### TAREFA
No trecho sobre a instabilidade política em Campos, reproduza tudo, desde "Quase terminando um" até "muito ao contrário.", sem alterar nenhuma palavra.

### TRECHO
Hamilton Garcia de Lima - Julho 2010
 

Quase terminando um artigo sobre o controle social dos governos locais, eis que Campos sofre nova intervenção judicial em seu processo eleitoral depois da posse dos eleitos e transcorrido mais de um ano do mandato, tal como na eleição de 2004, sem que isso signifique efetivamente uma luz no fim do assombroso túnel da instabilidade política municipal, muito ao contrário.

Na primeira intervenção da série, que interrompeu o mandato do Prefeito eleito Carlos Campista em função de abuso do poder econômico por parte de seu apoiador e antecessor Arnaldo Vianna, que nem por isso foi impedido de se candidatar à Câmara Federal e tomar posse no pleito seguinte (2006), a expectativa criada em torno da capacidade de transformação das práticas políticas, sem mudança no sistema político, foi intensa. A inconsistência punitiva da legislação brasileira e a lentidão da Justiça, todavia, não lograram um teste efetivo dessa hipótese, não obstante a compreensível carga de responsabilidade que paira sobre a Justiça Eleitoral no momento em que ela rompe o pacto de omissão de priscas eras.

Infelizmente, o rompimento da histórica omissão das autoridades fiscalizatórias do Estado brasileiro é uma medida que vem tarde e sem a carga redentora que séculos de desmandos e arbitrariedades exigiriam. Muito pelo contrário, algumas das intervenções ocorridas em Executivos do Norte Fluminense mostraram claramente uma tendência "ao tiro pela culatra", em termos políticos, das intervenções judiciais ao fim do processo eleitoral. Se muito, podemos dizer que os grupos concorrentes passaram a tratar melhor das aparências, pois o observado efeito inibidor de abusos está longe de compensar os prejuízos causados ao Estado e ao bem público pelas autoridades sacramentadas pelo atual sistema político-eleitoral.

Tanto no caso do uso indevido da máquina e recursos públicos para a promoção de seu grupo, caso das eleições de 2004, quanto no uso indireto dos mesmos, visando, segundo o TRE/RJ, à promoção de "práticas panfletárias da rádio e do jornal O Diário", no caso das eleições de 2008, estamos diante do mesmo problema que resta intocado: a privatização do público pela classe política, entendida como o conjunto dos grupos que, uma vez eleitos, independente de sigla e ideologia, utilizam recursos além dos esforços partidários e da legislação pertinente para se perpetuarem no poder.

Em relação ao último caso, que parece ser visto por muitos como de menor relevância, cabe aqui um parêntese: a imprensa não partidária, por sua própria natureza, não pode se comportar com facciosismo, devendo, mesmo tendo uma orientação ideológica definida, cumprir seu papel social de informar com isenção e equilíbrio os leitores; afinal a informação é também um direito, cabendo a notícia engajada apenas aos veículos explicitamente vinculados a grupos partidários ou corporativos.

### DADOS FORNECIDOS
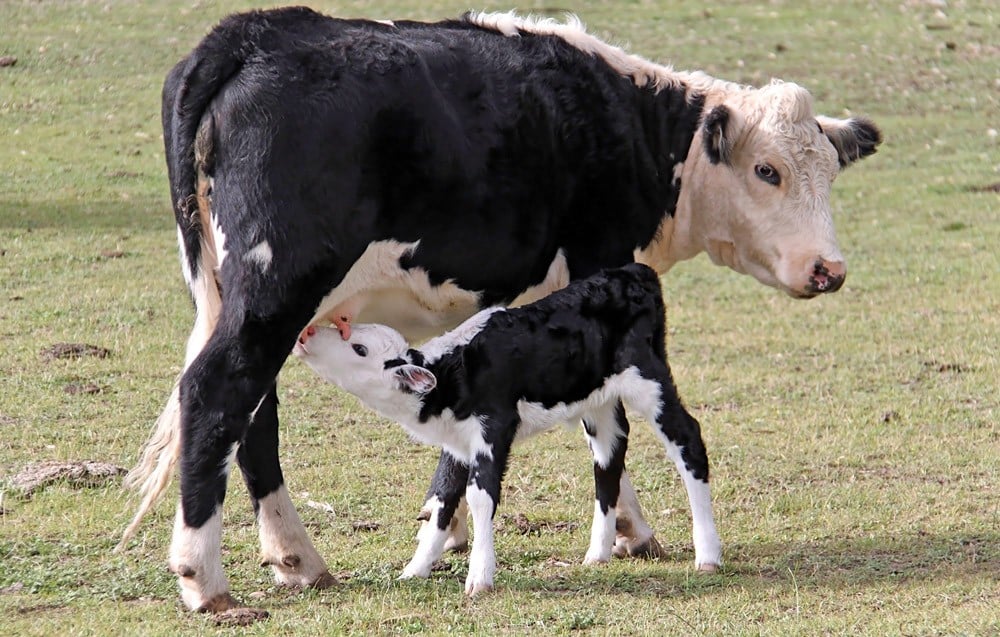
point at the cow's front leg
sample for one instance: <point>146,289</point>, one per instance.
<point>207,441</point>
<point>450,476</point>
<point>607,435</point>
<point>284,544</point>
<point>444,504</point>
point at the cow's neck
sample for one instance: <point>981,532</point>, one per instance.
<point>677,238</point>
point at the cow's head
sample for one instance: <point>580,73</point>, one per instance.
<point>373,364</point>
<point>758,188</point>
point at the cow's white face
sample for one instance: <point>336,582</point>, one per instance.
<point>371,364</point>
<point>757,188</point>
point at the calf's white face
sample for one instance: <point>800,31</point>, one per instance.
<point>358,365</point>
<point>759,190</point>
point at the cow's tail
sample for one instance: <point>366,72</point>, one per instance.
<point>189,138</point>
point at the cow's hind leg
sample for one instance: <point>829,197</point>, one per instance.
<point>444,508</point>
<point>284,544</point>
<point>681,435</point>
<point>607,435</point>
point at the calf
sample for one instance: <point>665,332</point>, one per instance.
<point>504,375</point>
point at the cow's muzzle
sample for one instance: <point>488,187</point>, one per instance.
<point>826,277</point>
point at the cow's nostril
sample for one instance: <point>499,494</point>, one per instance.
<point>827,277</point>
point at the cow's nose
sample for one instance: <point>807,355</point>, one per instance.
<point>827,276</point>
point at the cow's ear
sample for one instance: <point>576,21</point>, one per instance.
<point>414,379</point>
<point>717,135</point>
<point>854,138</point>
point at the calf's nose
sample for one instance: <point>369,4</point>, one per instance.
<point>827,276</point>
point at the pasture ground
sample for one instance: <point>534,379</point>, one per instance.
<point>854,439</point>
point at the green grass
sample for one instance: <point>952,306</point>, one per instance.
<point>854,439</point>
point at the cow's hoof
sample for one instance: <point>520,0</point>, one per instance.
<point>295,572</point>
<point>240,616</point>
<point>473,589</point>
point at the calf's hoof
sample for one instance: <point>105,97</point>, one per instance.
<point>477,588</point>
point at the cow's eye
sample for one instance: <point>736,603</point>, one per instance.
<point>766,172</point>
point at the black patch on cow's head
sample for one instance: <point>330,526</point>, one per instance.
<point>856,139</point>
<point>718,142</point>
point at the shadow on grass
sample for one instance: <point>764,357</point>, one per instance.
<point>832,563</point>
<point>138,214</point>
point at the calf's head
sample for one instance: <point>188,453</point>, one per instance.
<point>373,364</point>
<point>759,187</point>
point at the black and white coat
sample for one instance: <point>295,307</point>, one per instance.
<point>504,375</point>
<point>413,174</point>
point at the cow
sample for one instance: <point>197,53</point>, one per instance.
<point>412,174</point>
<point>574,356</point>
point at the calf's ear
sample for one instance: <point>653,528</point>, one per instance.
<point>854,138</point>
<point>414,379</point>
<point>717,134</point>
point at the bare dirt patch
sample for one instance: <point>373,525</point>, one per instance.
<point>85,473</point>
<point>73,351</point>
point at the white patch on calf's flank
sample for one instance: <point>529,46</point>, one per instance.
<point>261,255</point>
<point>196,558</point>
<point>556,278</point>
<point>219,242</point>
<point>606,434</point>
<point>461,335</point>
<point>284,543</point>
<point>404,299</point>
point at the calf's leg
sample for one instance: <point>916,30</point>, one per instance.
<point>444,508</point>
<point>607,436</point>
<point>681,435</point>
<point>450,476</point>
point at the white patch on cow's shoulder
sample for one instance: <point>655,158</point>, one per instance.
<point>642,71</point>
<point>381,291</point>
<point>260,254</point>
<point>556,278</point>
<point>219,241</point>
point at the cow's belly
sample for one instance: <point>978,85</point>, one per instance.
<point>378,290</point>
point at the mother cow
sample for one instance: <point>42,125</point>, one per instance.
<point>411,174</point>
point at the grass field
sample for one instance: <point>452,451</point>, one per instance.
<point>854,439</point>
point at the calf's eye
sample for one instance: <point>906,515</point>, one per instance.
<point>766,172</point>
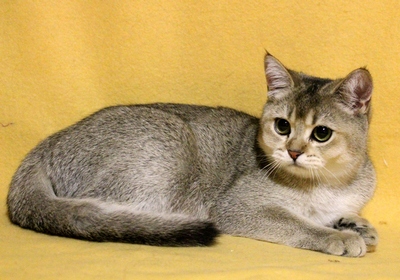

### RESPOSTA
Quase terminando um artigo sobre o controle social dos governos locais, eis que Campos sofre nova intervenção judicial em seu processo eleitoral depois da posse dos eleitos e transcorrido mais de um ano do mandato, tal como na eleição de 2004, sem que isso signifique efetivamente uma luz no fim do assombroso túnel da instabilidade política municipal, muito ao contrário.